Photo-based referring expression data ->
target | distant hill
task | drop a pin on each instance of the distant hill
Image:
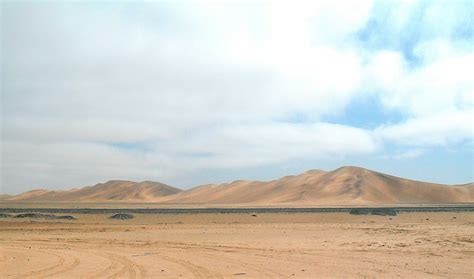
(343, 186)
(114, 190)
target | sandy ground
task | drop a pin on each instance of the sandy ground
(304, 245)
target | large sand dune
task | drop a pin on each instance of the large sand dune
(114, 190)
(343, 186)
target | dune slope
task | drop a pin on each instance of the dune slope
(114, 190)
(343, 186)
(346, 185)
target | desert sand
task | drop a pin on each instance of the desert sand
(343, 186)
(270, 245)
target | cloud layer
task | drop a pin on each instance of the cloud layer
(95, 91)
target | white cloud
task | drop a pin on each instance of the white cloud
(437, 130)
(200, 85)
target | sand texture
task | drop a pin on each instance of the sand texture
(343, 186)
(272, 245)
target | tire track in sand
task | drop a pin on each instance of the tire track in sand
(64, 262)
(196, 270)
(119, 266)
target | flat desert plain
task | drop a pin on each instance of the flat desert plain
(268, 245)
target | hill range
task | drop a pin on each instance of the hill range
(343, 186)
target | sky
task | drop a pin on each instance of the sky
(196, 92)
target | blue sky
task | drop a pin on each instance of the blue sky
(195, 92)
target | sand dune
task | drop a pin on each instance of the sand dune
(346, 185)
(114, 190)
(343, 186)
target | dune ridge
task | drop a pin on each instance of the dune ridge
(343, 186)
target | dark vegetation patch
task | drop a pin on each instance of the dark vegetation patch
(374, 211)
(5, 215)
(122, 216)
(45, 216)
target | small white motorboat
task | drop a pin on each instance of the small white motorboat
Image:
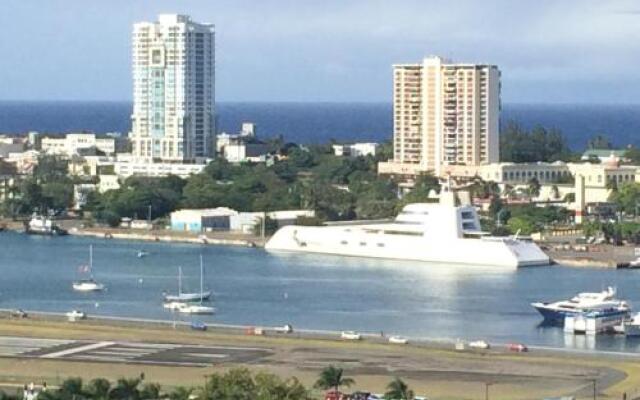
(398, 340)
(635, 263)
(480, 344)
(350, 335)
(142, 254)
(196, 309)
(87, 285)
(75, 315)
(632, 325)
(173, 305)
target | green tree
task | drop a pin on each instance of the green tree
(533, 188)
(71, 389)
(599, 142)
(627, 197)
(521, 224)
(555, 192)
(519, 145)
(237, 384)
(98, 389)
(397, 389)
(150, 391)
(332, 377)
(632, 155)
(181, 393)
(126, 389)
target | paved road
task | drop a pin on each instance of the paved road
(128, 352)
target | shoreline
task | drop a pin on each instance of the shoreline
(431, 369)
(613, 258)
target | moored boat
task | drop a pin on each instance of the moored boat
(555, 312)
(88, 284)
(444, 232)
(41, 225)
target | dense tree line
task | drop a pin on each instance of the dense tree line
(49, 189)
(337, 188)
(236, 384)
(539, 144)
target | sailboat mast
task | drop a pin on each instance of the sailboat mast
(201, 278)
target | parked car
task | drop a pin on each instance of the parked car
(198, 326)
(284, 329)
(350, 335)
(479, 344)
(19, 313)
(398, 340)
(75, 315)
(518, 347)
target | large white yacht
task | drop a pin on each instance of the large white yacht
(555, 312)
(443, 232)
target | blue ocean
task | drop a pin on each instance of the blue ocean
(319, 122)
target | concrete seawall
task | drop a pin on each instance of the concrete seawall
(165, 237)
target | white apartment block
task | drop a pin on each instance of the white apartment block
(444, 114)
(77, 144)
(124, 169)
(173, 90)
(355, 149)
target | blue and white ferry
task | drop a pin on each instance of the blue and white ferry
(555, 312)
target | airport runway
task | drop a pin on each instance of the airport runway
(128, 352)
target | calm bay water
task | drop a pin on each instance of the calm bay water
(308, 291)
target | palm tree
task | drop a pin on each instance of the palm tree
(181, 393)
(332, 377)
(534, 188)
(150, 391)
(397, 389)
(98, 389)
(126, 389)
(71, 388)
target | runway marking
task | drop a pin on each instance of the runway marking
(116, 353)
(227, 347)
(204, 355)
(90, 357)
(133, 351)
(80, 349)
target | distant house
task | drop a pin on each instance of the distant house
(226, 219)
(603, 155)
(243, 146)
(355, 149)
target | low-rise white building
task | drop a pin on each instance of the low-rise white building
(237, 152)
(125, 169)
(226, 219)
(108, 182)
(77, 144)
(355, 149)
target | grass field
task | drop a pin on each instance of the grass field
(435, 371)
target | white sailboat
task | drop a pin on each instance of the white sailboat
(89, 284)
(180, 297)
(199, 308)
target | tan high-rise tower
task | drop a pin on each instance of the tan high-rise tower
(173, 116)
(443, 114)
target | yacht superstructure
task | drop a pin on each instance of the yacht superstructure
(556, 312)
(443, 232)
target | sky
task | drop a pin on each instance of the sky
(571, 51)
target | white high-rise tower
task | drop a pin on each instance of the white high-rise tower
(444, 113)
(173, 116)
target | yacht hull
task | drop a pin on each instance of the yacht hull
(495, 252)
(553, 316)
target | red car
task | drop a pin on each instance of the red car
(519, 347)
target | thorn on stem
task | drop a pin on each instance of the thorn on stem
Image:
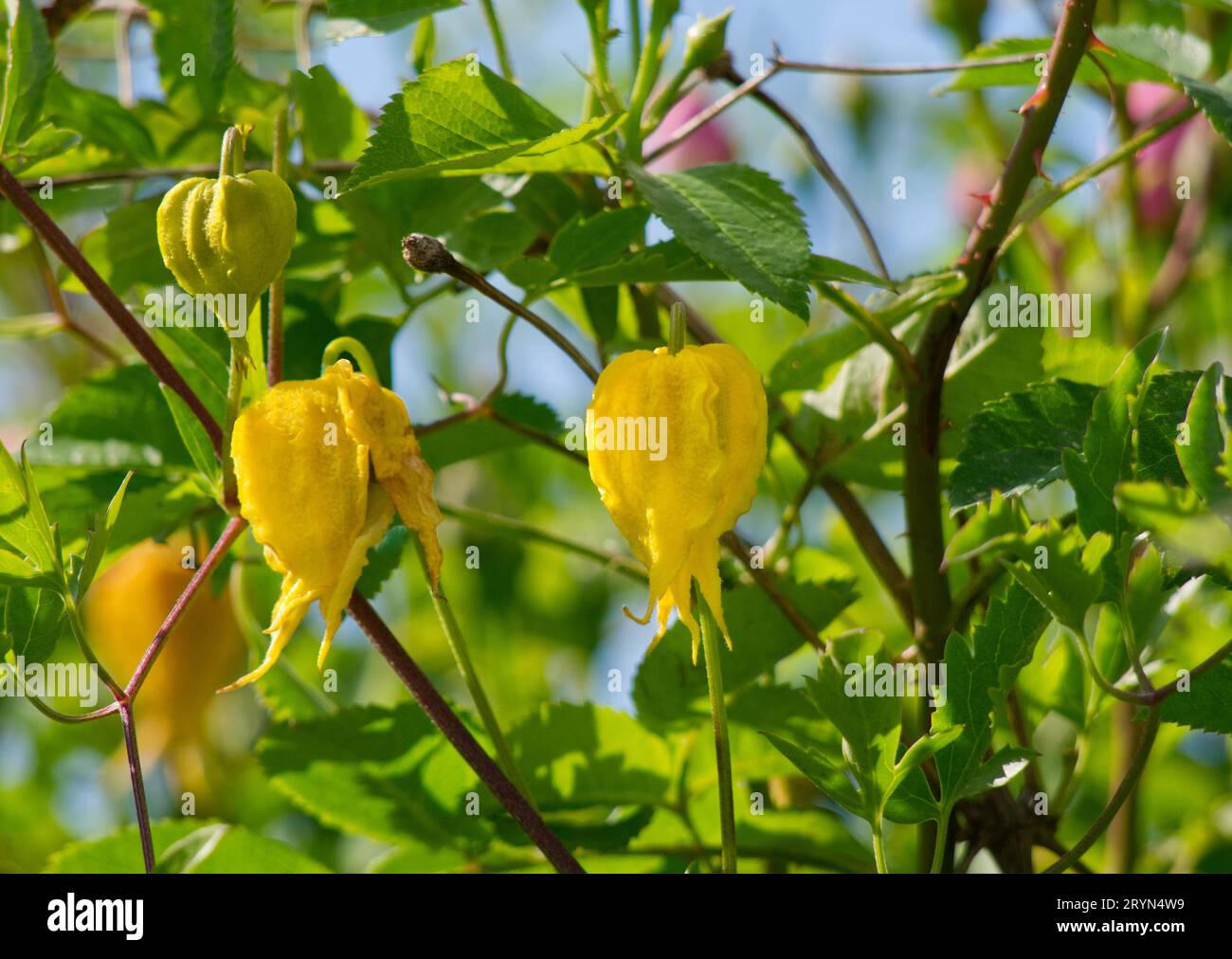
(1038, 99)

DESCRIPTION OF THE TASK -> Would you return all of the data above word for word, omitting every picture?

EXERCISE SOLUTION ->
target | distant hill
task | drop a pin on each instance of the distant hill
Image:
(343, 186)
(114, 190)
target | sandy ground
task | drop a pin on each instance of the sandy ground
(304, 245)
target | large sand dune
task | drop a pin on each instance of the large sand dune
(114, 190)
(343, 186)
target | dune slope
task | drop a pin on each instance of the dune slope
(114, 190)
(343, 186)
(346, 185)
target | desert sand
task | drop a pin on each instance of the desert sand
(343, 186)
(270, 245)
target | cloud layer
task | drop a pin on each instance of the cloud layer
(95, 91)
target | white cloud
task | drop a pin on each instance of the white cloud
(437, 130)
(200, 85)
target | sand texture
task | drop a pin on each instance of the sand texture
(343, 186)
(272, 245)
target | tire track in sand
task | drop a pin on each instance of the tire track in sand
(64, 262)
(196, 270)
(119, 266)
target | flat desert plain
task | drop a pin on each instance of the flat desert plain
(268, 245)
target | hill range
task | drop a pin on each instance of the hill range
(343, 186)
target | sky
task | drop a pin on each instance of the sky
(196, 92)
target | blue sky
task | drop a pin on each instance of the blue sky
(195, 92)
target | sand dune
task | drop a pin on each instance of the sand dune
(346, 185)
(114, 190)
(343, 186)
target | dune ridge
task | drop a pin on each instance of the dune ridge
(343, 186)
target | dark vegetation patch
task | drop a pin on each instance of the dark vegetation patch
(374, 211)
(5, 215)
(122, 216)
(45, 216)
target | small white motorboat
task | drop a pin on each instance of the small white motorboat
Image:
(398, 340)
(635, 263)
(480, 344)
(350, 335)
(142, 254)
(196, 309)
(87, 285)
(75, 315)
(632, 325)
(173, 305)
target | green tree
task | drop a pin on each instance of the green tree
(533, 188)
(71, 389)
(599, 142)
(627, 197)
(521, 224)
(555, 192)
(519, 145)
(237, 384)
(98, 389)
(397, 389)
(150, 391)
(332, 377)
(632, 155)
(181, 393)
(126, 389)
target | paved road
task | drop a pin on each instance of the paved road
(128, 352)
target | shoreline
task | drop a pin on each instance of the shoreline
(431, 369)
(613, 258)
target | moored boat
task | drop a pin on each instance of the moored boat
(555, 312)
(88, 284)
(444, 232)
(41, 225)
target | dense tree line
task | drop a pin on each instance of the dense tree line
(49, 189)
(337, 188)
(236, 384)
(539, 144)
target | sailboat mast
task | drop a pin on each instance of the sailboat mast
(201, 278)
target | parked car
task | drop a pin on each instance of the parked car
(198, 326)
(284, 329)
(350, 335)
(479, 344)
(19, 313)
(398, 340)
(75, 315)
(518, 347)
target | large white yacht
task | drop a pin on each instance of the large white yacht
(555, 312)
(443, 232)
target | blue ocean
task | drop a pin on each instance of the blue ocean
(319, 122)
target | concrete seawall
task | drop a pin on each instance of the concrete seawall
(165, 237)
target | white apartment block
task | drop a pin on each instance of the white apartment block
(444, 114)
(77, 144)
(124, 169)
(173, 90)
(355, 149)
target | blue and white ferry
task | drop a pin on each instance of the blue and white ferry
(555, 312)
target | airport runway
task | drop a pin on each instance of the airport runway
(128, 352)
target | calm bay water
task | drop a pin on each instance of the calm bay water
(308, 291)
target | palm tree
task | drop a pin on each instance of the palm tree
(181, 393)
(332, 377)
(534, 188)
(150, 391)
(397, 389)
(98, 389)
(126, 389)
(71, 388)
target | runway marking
task | drop a pin on each instance of the runway marking
(116, 353)
(227, 347)
(204, 355)
(90, 357)
(133, 351)
(80, 349)
target | distant house
task | drop a pin on each instance of the distant house
(226, 219)
(603, 155)
(243, 146)
(355, 149)
target | low-rise white building
task | drop a pin on each instance of the low-rise white building
(237, 152)
(125, 169)
(226, 219)
(108, 182)
(77, 144)
(355, 149)
target | grass field
task | drop a pin on each instance of the grass field
(435, 371)
target | white sailboat
task | drop a pin on each instance of the white sailboat
(89, 284)
(180, 297)
(199, 308)
target | tan high-rise tower
task | drop a pin on each instance of the tan high-rise tower
(173, 116)
(443, 114)
target | yacht superstructure
task | drop a pin on each instance of the yacht superstructure
(556, 312)
(443, 232)
target | sky
task | drop a pin on each instance of the sky
(571, 51)
target | white high-rise tower
task | drop a pin on each instance of the white high-rise tower
(444, 113)
(173, 116)
target | yacht hull
task | drop a pin on each instance of the yacht hull
(495, 252)
(553, 316)
target | red car
task | drop a pin on each instance of the red car
(519, 347)
target | thorn on stem
task | drop a pin on each instance of the thorn on stem
Image:
(1038, 99)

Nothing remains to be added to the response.